▶ _EXERCISE GOAL_: Your response should be the complete set of records, reproduced exactly.

++++++++++++++++++++

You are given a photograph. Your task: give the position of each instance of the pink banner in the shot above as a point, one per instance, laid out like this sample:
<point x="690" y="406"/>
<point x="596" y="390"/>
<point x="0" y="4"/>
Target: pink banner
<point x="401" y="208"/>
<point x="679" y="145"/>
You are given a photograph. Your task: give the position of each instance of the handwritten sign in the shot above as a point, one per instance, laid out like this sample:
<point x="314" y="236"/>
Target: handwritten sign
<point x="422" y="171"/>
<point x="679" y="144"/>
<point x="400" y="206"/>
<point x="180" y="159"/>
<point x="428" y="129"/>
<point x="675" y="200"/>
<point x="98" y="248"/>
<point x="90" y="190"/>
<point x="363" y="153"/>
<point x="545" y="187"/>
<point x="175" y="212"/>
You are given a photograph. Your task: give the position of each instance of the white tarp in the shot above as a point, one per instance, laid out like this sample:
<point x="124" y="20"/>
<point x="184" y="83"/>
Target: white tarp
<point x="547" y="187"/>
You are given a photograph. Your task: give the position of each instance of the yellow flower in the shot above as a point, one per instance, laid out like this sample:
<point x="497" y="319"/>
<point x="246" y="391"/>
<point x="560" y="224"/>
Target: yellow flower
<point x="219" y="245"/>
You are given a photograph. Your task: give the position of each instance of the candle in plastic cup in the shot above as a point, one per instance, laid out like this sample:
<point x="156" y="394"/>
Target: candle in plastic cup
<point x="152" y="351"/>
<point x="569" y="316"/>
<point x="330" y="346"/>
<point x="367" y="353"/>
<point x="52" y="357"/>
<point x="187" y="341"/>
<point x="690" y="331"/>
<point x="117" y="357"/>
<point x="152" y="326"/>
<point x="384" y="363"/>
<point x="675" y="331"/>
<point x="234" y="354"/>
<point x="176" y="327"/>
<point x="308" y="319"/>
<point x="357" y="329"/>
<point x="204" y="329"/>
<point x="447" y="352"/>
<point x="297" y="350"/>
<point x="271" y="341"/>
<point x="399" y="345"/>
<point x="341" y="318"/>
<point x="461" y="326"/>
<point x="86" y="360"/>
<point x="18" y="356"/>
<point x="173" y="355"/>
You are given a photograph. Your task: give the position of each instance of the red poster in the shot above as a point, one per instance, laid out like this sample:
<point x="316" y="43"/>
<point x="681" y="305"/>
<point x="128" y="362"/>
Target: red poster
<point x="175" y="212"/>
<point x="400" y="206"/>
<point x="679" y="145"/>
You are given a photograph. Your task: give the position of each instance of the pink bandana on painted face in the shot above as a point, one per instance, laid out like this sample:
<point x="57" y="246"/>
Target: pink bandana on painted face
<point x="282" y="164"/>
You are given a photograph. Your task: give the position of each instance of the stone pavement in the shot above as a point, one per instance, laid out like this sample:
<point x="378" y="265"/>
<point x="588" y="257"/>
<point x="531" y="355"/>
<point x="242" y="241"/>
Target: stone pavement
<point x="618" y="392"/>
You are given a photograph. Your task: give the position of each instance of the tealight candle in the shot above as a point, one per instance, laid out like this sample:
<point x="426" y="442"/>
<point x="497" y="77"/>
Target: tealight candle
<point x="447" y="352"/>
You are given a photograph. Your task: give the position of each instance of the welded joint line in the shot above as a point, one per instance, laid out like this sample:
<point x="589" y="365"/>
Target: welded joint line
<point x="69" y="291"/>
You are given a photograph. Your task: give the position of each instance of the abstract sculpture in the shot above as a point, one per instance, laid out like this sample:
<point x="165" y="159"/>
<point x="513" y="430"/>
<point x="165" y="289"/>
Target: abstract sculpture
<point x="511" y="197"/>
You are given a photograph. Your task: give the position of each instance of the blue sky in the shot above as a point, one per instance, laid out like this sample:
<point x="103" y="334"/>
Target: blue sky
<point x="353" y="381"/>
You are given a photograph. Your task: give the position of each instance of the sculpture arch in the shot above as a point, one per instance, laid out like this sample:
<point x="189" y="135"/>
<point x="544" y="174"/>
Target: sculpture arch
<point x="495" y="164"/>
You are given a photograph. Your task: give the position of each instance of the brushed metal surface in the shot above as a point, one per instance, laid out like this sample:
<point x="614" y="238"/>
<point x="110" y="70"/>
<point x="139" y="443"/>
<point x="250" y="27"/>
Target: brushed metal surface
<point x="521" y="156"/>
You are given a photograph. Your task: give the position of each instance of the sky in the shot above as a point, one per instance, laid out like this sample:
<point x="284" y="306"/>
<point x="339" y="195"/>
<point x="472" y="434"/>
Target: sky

++++++++++++++++++++

▶ _EXERCISE RESULT_:
You are given a photograph. Your task: give the position of each instance of the pink banner in the shot above as a point, one per instance, laid out like this sample:
<point x="690" y="406"/>
<point x="596" y="390"/>
<point x="0" y="4"/>
Target: pink banner
<point x="401" y="208"/>
<point x="679" y="145"/>
You are given a photograph. Your task: give the position of each instance of the handwritten sign in the shot above as a point, one per instance, laid out like this sample:
<point x="314" y="236"/>
Target: handwritten sign
<point x="422" y="171"/>
<point x="679" y="144"/>
<point x="400" y="206"/>
<point x="180" y="159"/>
<point x="428" y="129"/>
<point x="675" y="200"/>
<point x="98" y="248"/>
<point x="90" y="190"/>
<point x="363" y="153"/>
<point x="545" y="187"/>
<point x="175" y="212"/>
You are given a photograph. Your task: give the position of each instance of the white tarp in the shot above as a point, one per instance, laid out like this sample:
<point x="124" y="20"/>
<point x="184" y="83"/>
Target: white tarp
<point x="547" y="187"/>
You are given a photograph. Your task: give the position of each instance of the yellow flower in the shot above as a point, one per instance, laid out like this sample:
<point x="497" y="319"/>
<point x="246" y="391"/>
<point x="560" y="224"/>
Target: yellow flower
<point x="219" y="245"/>
You are given a photograph. Your task: give the position of each instance of the candle in plastic cup in the shot above as a point, one per instance, laid out like this sample:
<point x="156" y="394"/>
Target: candle in plastic cup
<point x="152" y="351"/>
<point x="569" y="316"/>
<point x="330" y="346"/>
<point x="367" y="353"/>
<point x="52" y="357"/>
<point x="187" y="341"/>
<point x="690" y="331"/>
<point x="117" y="357"/>
<point x="152" y="326"/>
<point x="384" y="363"/>
<point x="675" y="331"/>
<point x="234" y="354"/>
<point x="176" y="327"/>
<point x="308" y="319"/>
<point x="357" y="329"/>
<point x="204" y="329"/>
<point x="447" y="352"/>
<point x="297" y="350"/>
<point x="271" y="341"/>
<point x="399" y="345"/>
<point x="341" y="318"/>
<point x="461" y="326"/>
<point x="86" y="360"/>
<point x="18" y="356"/>
<point x="173" y="355"/>
You are given a photograph. Your task: give the position of each instance of the red poster in the shot above as a point, one per instance, laid out like this sample:
<point x="316" y="43"/>
<point x="681" y="305"/>
<point x="128" y="362"/>
Target: red poster
<point x="175" y="212"/>
<point x="400" y="206"/>
<point x="679" y="145"/>
You are given a photograph. Your task: give the position of each instance of the pink bandana on painted face in the shot above as a point, one per instance, laid out like this sample:
<point x="57" y="246"/>
Target: pink bandana on painted face
<point x="282" y="164"/>
You are given a photograph. Your task: give the position of each instance of the stone pavement in the shot above as a point, one per instance, laid out like this sample:
<point x="378" y="265"/>
<point x="588" y="257"/>
<point x="531" y="355"/>
<point x="242" y="241"/>
Target: stone pavement
<point x="618" y="392"/>
You are given a photograph. Your task: give the position of each instance of the tealight candle in the shot above as a point, one per instance, laid out like this sample:
<point x="426" y="442"/>
<point x="497" y="77"/>
Target: tealight candle
<point x="447" y="352"/>
You are given a photograph. Your task: give the position of each instance of the welded joint line in the shot above as a point, one per instance, laid out like this sample:
<point x="589" y="365"/>
Target: welded joint line
<point x="69" y="291"/>
You are given a photograph. Your task: give the position of each instance of the abstract sculpture in the shot above as a point, one per instance, laid out like this sample:
<point x="165" y="159"/>
<point x="513" y="430"/>
<point x="165" y="289"/>
Target: abstract sculpture
<point x="511" y="197"/>
You are given a photograph. Your task: give the position of each instance of the blue sky in the shot above as a point, one per instance, laid out like this sample:
<point x="103" y="334"/>
Target: blue sky
<point x="353" y="381"/>
You are given a photograph. Your task: give the position of each instance of the sculpture arch in the shot above as a point, one per instance, laid out like this sample:
<point x="189" y="135"/>
<point x="544" y="174"/>
Target: sculpture arch
<point x="495" y="164"/>
You are given a photograph. Your task: give the position of each instance of the brushed metal surface in the shot above as a point, one per instance, laid out like this sample:
<point x="614" y="238"/>
<point x="110" y="70"/>
<point x="139" y="443"/>
<point x="250" y="27"/>
Target: brushed metal surface
<point x="521" y="156"/>
You are given a photograph. Your task: give the position of each instance of the sky in the shot above as a point, one per instance, laid out like this sample:
<point x="284" y="306"/>
<point x="339" y="195"/>
<point x="472" y="434"/>
Target: sky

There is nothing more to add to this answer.